▶ **WHAT TO PRODUCE**
Format every line of the rows below as a JSON list of strings, with one string per line and blank lines left out.

▶ **MATERIAL SUPPLIED**

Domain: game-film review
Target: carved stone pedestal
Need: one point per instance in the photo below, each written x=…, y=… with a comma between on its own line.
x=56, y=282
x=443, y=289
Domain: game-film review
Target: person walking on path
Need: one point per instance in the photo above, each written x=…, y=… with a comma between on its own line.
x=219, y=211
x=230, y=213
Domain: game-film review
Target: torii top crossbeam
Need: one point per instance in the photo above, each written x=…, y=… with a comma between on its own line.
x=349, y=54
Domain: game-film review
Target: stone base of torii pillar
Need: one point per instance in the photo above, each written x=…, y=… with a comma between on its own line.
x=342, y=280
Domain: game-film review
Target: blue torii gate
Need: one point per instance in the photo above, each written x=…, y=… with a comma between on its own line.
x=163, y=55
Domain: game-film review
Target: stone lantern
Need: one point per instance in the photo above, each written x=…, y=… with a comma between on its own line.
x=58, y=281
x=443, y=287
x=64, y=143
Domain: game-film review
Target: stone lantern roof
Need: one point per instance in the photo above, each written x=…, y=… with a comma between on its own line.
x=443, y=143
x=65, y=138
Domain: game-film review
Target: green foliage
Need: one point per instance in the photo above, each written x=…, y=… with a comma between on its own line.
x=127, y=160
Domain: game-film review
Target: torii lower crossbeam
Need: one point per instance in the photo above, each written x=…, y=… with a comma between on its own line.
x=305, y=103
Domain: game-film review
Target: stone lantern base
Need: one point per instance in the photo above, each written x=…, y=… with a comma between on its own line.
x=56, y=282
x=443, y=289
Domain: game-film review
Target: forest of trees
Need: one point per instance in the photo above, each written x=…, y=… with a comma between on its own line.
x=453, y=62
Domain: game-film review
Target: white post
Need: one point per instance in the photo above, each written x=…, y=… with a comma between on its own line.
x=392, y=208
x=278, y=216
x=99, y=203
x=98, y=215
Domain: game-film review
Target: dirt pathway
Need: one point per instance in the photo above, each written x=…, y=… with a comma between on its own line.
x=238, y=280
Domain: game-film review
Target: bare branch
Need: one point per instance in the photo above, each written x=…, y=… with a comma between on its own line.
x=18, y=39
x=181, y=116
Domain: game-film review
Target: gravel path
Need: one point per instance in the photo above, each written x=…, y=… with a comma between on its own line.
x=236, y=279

▶ **FULL ANSWER**
[
  "Domain: game-film review",
  "Target: carved stone pedestal",
  "Need: one point per instance in the photo below, each written x=…, y=… with a comma between on its own line.",
  "x=56, y=282",
  "x=443, y=289",
  "Domain: game-film review",
  "Target: person walking on path",
  "Need: one point per instance in the photo above, each written x=…, y=… with a comma between on its own line.",
  "x=219, y=211",
  "x=230, y=213",
  "Domain: game-film review",
  "Target: torii top crossbeam",
  "Need: one point per instance in the photo above, each written x=…, y=… with a comma between on its own line.",
  "x=349, y=54",
  "Domain: game-film review",
  "Target: stone base of torii pillar",
  "Need: one point per instance in the photo above, each written x=…, y=… with a comma between on its own line.",
  "x=342, y=280",
  "Domain: game-film review",
  "Target: blue torii gate",
  "Need: one point per instance in the photo above, each written x=…, y=… with a comma between on its own line.",
  "x=163, y=55",
  "Domain: game-film review",
  "Target: stone lantern",
  "Need: one point per instance in the photo above, each written x=…, y=… with a comma between on its own line.",
  "x=58, y=281",
  "x=443, y=287",
  "x=64, y=143",
  "Domain: game-film review",
  "Target: stone lantern roof",
  "Need: one point per instance in the photo above, each written x=…, y=… with a comma between on its own line.",
  "x=443, y=143",
  "x=65, y=138",
  "Domain: game-film review",
  "Target: green foliage",
  "Need: one point per instance in the photo above, each written x=…, y=… with a comma between on its own line.",
  "x=127, y=160",
  "Domain: game-film review",
  "Target: torii lower crossbeam",
  "Need: one point per instance in the photo above, each written x=…, y=… with a comma between on its own line.",
  "x=305, y=103",
  "Domain: game-film review",
  "Target: stone lantern base",
  "Need: one point per instance in the photo above, each written x=…, y=… with a comma between on its own line.",
  "x=56, y=282",
  "x=443, y=289",
  "Domain: game-film review",
  "Target: forest of trees",
  "Need: one point per instance in the photo above, each written x=…, y=… with a comma between on its own line.",
  "x=453, y=62",
  "Domain: game-film review",
  "Target: white post",
  "Need: one point per instance in the photo above, each written x=…, y=… with a comma between on its own line.",
  "x=392, y=208",
  "x=278, y=216",
  "x=99, y=203",
  "x=98, y=215",
  "Domain: game-film review",
  "Target: dirt pathway",
  "Need: one point per instance in the photo above, each written x=…, y=… with a comma between on its own line.",
  "x=238, y=280",
  "Domain: game-film review",
  "Target: bare branch",
  "Need: one point per instance in the photo above, each written x=…, y=… with a comma between on its own line.",
  "x=18, y=39",
  "x=181, y=116",
  "Domain: game-film review",
  "Target: gravel path",
  "Need: one point per instance in the photo above, each written x=…, y=… with a comma between on its own line.",
  "x=236, y=279"
]